Written instruction:
Leave out the pictures and transcribe everything else exactly.

++++++++++++++++++++

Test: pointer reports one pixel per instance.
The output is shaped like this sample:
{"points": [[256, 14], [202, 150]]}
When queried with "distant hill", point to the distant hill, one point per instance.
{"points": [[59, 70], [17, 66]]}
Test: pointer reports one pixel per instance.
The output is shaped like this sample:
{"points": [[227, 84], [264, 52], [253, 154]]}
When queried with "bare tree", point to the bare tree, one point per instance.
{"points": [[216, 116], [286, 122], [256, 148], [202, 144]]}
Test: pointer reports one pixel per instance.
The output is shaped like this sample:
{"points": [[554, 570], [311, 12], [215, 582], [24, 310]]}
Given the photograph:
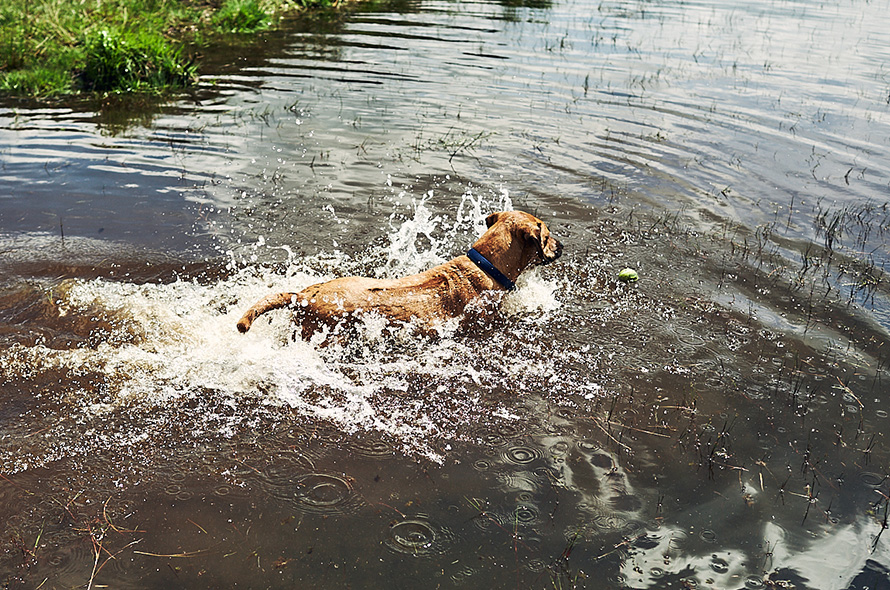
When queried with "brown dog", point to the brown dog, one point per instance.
{"points": [[514, 240]]}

++++++++++++++++++++

Answer to this task:
Test: pointer reports one pixel per instance.
The output is shaped like this sample:
{"points": [[256, 14], [202, 150]]}
When queried with "distant hill", point to the distant hill, one point per instance.
{"points": [[59, 70], [17, 66]]}
Test: pointer reports one pixel per instance.
The output is shaped like this sample:
{"points": [[227, 84], [264, 52], [253, 154]]}
When queried with "bare tree", point to the bare tree, one point per instance.
{"points": [[216, 116], [286, 122], [256, 148], [202, 144]]}
Test: pointer reports one pixel per instance.
The output is shaped like this sample:
{"points": [[554, 570], [311, 12], [215, 582], [24, 310]]}
Given the photograph:
When queried with "brown dog", point to the brown dog, one point per instance.
{"points": [[514, 240]]}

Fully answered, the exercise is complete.